## Begin SUPPLIED MATERIAL

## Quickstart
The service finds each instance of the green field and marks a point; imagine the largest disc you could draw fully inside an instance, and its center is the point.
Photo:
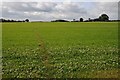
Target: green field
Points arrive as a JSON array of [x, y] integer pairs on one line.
[[60, 50]]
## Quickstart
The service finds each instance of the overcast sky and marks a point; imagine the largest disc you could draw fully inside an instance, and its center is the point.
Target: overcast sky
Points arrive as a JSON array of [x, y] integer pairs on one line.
[[64, 9]]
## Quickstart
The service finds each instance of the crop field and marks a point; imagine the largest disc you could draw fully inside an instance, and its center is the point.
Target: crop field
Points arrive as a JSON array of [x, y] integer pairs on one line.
[[60, 50]]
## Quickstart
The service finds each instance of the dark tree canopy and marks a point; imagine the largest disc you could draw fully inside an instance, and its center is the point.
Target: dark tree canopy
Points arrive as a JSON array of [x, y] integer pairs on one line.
[[104, 17], [81, 19], [27, 20]]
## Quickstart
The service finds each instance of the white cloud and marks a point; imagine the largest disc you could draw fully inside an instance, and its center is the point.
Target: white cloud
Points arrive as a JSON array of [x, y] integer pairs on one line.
[[58, 10]]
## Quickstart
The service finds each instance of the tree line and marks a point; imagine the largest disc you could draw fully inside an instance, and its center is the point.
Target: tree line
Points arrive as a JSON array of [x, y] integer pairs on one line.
[[8, 20], [101, 18]]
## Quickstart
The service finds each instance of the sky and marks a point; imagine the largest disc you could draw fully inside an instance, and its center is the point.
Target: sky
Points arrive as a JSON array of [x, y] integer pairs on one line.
[[47, 10]]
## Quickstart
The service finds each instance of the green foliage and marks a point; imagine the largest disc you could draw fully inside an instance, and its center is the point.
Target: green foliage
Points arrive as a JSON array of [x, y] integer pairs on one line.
[[60, 50]]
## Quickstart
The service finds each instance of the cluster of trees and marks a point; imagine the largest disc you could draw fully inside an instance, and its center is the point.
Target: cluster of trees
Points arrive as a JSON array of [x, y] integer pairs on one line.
[[8, 20], [103, 17]]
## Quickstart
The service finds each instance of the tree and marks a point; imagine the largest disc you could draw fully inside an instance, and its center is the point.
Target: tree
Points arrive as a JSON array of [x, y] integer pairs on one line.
[[104, 17], [27, 20], [73, 20], [81, 19]]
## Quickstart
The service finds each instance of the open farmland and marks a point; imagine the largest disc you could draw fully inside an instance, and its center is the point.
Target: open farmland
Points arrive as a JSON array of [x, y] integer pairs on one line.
[[60, 50]]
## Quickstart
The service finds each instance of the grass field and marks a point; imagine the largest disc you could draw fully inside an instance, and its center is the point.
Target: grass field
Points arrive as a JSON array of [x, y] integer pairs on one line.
[[60, 50]]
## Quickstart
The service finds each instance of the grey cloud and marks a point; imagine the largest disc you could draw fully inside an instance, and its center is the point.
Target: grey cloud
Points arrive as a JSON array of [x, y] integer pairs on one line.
[[58, 10]]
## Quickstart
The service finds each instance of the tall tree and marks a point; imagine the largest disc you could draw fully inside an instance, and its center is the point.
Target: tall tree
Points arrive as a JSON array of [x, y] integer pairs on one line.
[[104, 17], [81, 19], [27, 20]]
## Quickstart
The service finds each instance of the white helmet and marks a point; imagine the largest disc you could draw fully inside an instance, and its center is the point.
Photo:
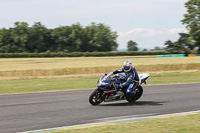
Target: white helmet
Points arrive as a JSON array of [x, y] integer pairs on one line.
[[127, 66]]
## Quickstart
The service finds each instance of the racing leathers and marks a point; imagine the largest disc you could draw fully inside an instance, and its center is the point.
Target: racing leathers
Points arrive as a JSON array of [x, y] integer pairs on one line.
[[132, 80]]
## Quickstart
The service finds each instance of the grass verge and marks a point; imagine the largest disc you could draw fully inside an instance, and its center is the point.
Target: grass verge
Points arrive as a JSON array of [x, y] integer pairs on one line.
[[69, 83], [39, 67], [177, 124]]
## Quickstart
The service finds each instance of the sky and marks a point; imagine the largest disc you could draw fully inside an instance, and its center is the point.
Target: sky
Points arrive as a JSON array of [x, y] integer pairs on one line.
[[147, 22]]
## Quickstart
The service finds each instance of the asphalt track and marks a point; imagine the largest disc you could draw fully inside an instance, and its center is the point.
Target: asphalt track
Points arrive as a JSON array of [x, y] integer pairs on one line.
[[33, 111]]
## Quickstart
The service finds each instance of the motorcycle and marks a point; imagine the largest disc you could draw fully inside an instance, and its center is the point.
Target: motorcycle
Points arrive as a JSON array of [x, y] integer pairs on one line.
[[107, 91]]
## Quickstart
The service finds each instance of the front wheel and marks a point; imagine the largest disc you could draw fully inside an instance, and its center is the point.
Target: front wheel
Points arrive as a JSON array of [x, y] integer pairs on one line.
[[96, 97]]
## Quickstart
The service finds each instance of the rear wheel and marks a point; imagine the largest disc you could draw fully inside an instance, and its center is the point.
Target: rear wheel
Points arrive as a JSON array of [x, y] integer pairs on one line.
[[96, 97], [132, 98]]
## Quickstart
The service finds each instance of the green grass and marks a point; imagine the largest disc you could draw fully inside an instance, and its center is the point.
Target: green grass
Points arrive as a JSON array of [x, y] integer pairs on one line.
[[177, 124], [39, 67], [85, 82], [18, 64]]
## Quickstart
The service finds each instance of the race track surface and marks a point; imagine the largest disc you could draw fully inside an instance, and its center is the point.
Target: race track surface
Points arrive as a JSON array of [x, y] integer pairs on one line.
[[33, 111]]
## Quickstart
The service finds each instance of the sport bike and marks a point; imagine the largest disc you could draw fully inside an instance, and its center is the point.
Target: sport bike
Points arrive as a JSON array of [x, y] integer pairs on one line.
[[107, 91]]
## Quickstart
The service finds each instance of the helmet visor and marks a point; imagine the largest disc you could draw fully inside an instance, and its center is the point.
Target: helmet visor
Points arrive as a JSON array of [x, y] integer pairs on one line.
[[126, 68]]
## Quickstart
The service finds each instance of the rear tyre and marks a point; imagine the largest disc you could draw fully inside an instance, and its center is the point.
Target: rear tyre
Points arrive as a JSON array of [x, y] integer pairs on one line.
[[139, 92], [132, 98], [96, 97]]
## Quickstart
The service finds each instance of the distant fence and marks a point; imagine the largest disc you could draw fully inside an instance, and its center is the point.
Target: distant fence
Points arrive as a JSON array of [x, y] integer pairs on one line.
[[177, 55]]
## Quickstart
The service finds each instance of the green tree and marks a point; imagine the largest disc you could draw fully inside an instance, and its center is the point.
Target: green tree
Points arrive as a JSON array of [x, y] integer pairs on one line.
[[132, 46], [192, 20], [39, 38]]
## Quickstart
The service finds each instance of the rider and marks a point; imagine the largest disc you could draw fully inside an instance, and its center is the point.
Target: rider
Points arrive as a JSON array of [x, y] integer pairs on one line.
[[131, 75]]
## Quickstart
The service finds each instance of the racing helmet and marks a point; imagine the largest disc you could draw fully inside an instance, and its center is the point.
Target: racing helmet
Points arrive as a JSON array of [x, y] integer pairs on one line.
[[127, 66]]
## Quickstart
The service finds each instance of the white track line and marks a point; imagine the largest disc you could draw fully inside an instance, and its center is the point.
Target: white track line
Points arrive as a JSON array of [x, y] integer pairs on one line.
[[126, 119], [90, 89]]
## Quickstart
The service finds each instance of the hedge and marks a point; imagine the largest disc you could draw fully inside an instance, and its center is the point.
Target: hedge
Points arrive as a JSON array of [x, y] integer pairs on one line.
[[85, 54]]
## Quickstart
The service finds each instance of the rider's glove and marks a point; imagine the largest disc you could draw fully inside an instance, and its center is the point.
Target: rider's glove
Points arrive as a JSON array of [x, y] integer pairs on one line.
[[118, 86]]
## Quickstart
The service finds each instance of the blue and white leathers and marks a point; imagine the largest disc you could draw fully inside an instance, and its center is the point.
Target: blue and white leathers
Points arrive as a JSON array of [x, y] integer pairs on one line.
[[130, 76]]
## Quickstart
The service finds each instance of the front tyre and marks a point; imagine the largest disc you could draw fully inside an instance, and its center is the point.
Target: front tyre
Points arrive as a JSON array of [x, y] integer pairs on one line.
[[96, 97]]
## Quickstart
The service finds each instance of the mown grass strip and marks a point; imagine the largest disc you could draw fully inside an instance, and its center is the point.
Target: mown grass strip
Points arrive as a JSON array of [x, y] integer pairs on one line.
[[177, 124], [85, 82]]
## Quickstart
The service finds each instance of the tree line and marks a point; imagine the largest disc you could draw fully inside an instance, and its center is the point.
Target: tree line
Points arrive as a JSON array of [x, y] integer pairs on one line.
[[75, 38]]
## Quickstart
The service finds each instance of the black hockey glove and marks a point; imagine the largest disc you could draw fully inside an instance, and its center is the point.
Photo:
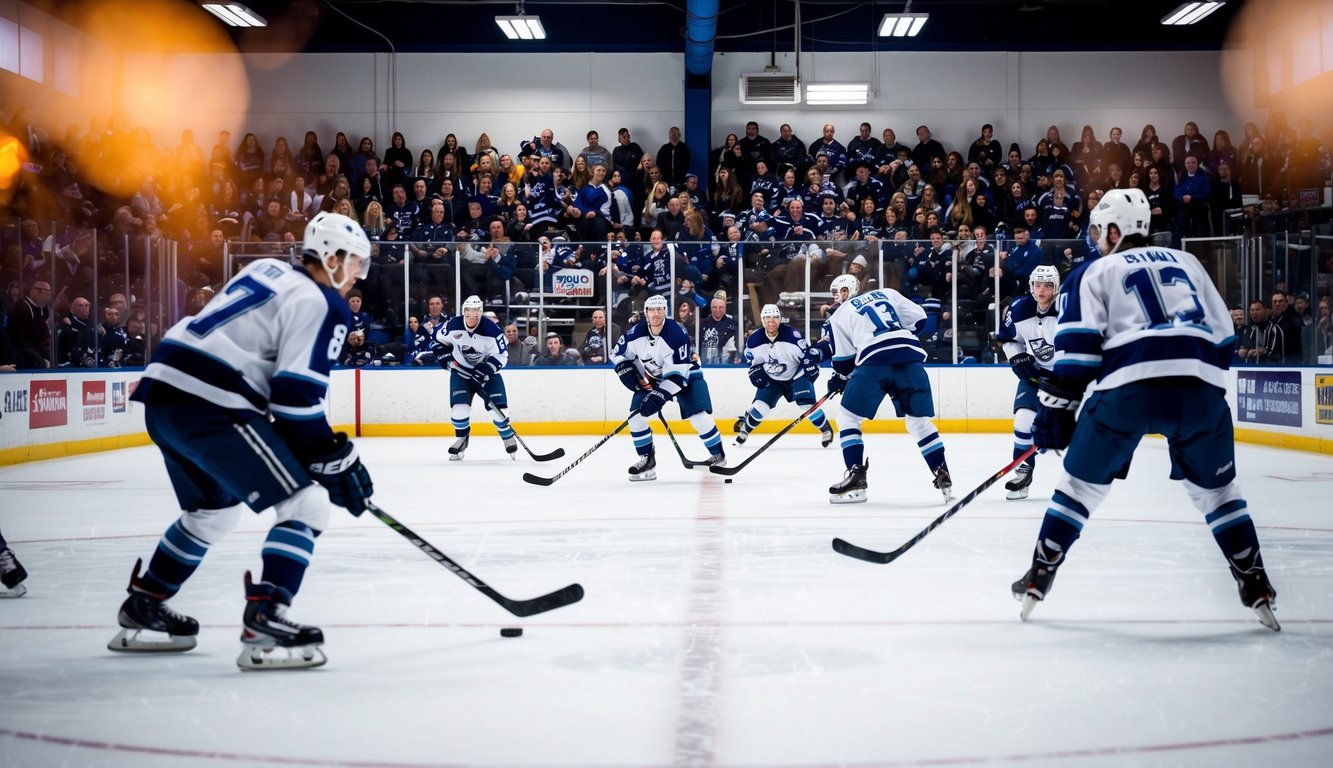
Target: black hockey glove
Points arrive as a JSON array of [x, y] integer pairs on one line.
[[759, 378], [629, 376], [1055, 424], [1025, 367], [341, 472], [653, 403]]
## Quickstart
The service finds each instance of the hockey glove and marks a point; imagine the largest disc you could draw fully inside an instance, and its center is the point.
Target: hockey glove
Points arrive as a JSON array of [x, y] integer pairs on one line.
[[1024, 367], [811, 364], [629, 376], [759, 378], [653, 403], [1055, 424], [341, 472]]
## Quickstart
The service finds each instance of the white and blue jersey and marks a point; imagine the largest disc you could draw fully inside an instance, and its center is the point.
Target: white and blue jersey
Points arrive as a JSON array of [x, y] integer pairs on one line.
[[1028, 328], [471, 347], [779, 356], [879, 328], [1143, 314], [264, 346]]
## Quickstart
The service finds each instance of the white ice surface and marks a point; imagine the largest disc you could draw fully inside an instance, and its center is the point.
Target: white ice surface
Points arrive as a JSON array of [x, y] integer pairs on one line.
[[719, 627]]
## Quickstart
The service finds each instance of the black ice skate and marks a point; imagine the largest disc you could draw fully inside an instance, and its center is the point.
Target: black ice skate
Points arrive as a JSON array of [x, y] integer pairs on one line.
[[644, 470], [145, 611], [1256, 591], [1017, 488], [267, 628], [944, 483], [459, 447], [11, 575], [852, 488]]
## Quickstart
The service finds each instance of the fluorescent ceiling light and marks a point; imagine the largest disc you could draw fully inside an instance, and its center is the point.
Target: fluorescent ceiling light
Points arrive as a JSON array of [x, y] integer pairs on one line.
[[837, 94], [235, 15], [1189, 14], [521, 27], [903, 24]]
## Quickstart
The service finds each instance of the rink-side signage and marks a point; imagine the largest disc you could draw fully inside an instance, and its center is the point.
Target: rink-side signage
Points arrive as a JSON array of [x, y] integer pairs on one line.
[[1269, 398], [95, 402], [1323, 399], [48, 406]]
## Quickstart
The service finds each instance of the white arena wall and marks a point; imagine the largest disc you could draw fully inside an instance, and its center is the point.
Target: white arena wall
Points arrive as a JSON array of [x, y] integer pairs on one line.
[[60, 412]]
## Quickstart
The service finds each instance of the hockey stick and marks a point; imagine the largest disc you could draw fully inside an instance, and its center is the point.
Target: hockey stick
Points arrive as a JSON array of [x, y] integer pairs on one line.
[[539, 480], [731, 471], [872, 556], [557, 599], [555, 454], [688, 463]]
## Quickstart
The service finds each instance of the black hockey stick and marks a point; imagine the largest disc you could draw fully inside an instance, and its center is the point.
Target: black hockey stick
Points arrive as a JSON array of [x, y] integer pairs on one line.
[[688, 463], [557, 599], [872, 556], [731, 471], [539, 480], [555, 454]]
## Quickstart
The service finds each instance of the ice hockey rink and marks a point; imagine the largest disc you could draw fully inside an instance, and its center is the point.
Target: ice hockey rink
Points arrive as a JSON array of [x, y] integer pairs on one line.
[[719, 627]]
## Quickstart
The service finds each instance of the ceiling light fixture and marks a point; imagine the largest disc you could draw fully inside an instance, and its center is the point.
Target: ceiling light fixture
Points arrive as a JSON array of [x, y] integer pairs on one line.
[[235, 15], [1189, 14]]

## End SUPPLIED MATERIAL

Pick out each line of the records above that contains the word "blue", and copy every one of those lines.

The service finds each instance of the blue and white leathers and marks a point; imagine the largest disc you could draw fully inside an instance, and its center is the point.
Target: blue and white leathers
The service finds each instance of the white and blue jersey and marks a point; imagine the largest disc you could draw fully inside an instance, and its center is the point.
Target: white and blue jersey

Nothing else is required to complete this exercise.